◆ Source data:
----------

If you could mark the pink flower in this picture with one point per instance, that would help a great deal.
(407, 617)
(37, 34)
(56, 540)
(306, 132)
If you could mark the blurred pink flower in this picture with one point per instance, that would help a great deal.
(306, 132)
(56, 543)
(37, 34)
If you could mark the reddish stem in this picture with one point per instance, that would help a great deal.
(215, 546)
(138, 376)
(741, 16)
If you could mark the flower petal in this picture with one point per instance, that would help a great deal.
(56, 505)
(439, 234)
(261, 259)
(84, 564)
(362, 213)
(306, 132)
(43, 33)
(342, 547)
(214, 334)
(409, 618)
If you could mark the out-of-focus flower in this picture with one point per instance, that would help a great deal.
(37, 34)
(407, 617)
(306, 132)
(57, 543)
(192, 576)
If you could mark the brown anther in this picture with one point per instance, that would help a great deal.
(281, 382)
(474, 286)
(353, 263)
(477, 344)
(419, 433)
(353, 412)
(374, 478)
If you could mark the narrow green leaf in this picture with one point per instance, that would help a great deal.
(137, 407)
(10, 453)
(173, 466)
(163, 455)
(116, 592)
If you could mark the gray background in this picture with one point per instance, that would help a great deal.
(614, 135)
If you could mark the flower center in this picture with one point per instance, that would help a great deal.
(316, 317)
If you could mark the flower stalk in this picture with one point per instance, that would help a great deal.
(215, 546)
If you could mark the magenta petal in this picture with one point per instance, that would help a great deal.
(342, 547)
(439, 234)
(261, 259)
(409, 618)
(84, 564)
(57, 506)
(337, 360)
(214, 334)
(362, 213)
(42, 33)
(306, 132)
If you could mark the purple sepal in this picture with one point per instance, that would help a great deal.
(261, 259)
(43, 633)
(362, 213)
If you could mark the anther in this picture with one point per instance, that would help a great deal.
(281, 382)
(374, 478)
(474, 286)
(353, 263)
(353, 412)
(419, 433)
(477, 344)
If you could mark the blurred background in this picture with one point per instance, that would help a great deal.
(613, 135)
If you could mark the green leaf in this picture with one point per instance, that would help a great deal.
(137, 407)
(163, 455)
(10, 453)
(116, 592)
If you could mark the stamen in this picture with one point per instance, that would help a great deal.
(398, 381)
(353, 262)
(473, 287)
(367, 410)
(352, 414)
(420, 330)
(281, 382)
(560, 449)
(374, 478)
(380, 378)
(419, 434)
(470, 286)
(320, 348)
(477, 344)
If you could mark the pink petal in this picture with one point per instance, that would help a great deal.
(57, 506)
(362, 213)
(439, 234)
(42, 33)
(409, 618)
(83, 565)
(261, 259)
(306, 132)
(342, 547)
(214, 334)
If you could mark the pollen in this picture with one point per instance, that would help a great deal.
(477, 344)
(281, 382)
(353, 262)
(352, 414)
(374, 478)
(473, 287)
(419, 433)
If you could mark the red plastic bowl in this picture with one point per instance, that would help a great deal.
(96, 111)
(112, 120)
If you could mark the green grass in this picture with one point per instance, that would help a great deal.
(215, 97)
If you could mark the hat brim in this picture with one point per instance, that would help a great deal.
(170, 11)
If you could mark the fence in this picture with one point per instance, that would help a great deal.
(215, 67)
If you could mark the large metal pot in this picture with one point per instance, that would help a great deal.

----------

◆ Direction: Recast everything from the line containing "If you could mark the hat" down to the end of the entries as a Markdown table with the columns Row and Line. Number each line and skip any blank ones.

◆ Answer in full:
| Row | Line |
|---|---|
| 1 | If you could mark the hat brim in this picture with one point per instance, that would help a great deal. |
| 2 | (170, 11) |
| 3 | If you could mark the fence in this picture with one point per instance, that would help a great deal. |
| 4 | (215, 67) |
| 5 | If you could mark the large metal pot in this picture with one point per instance, that would help a great deal. |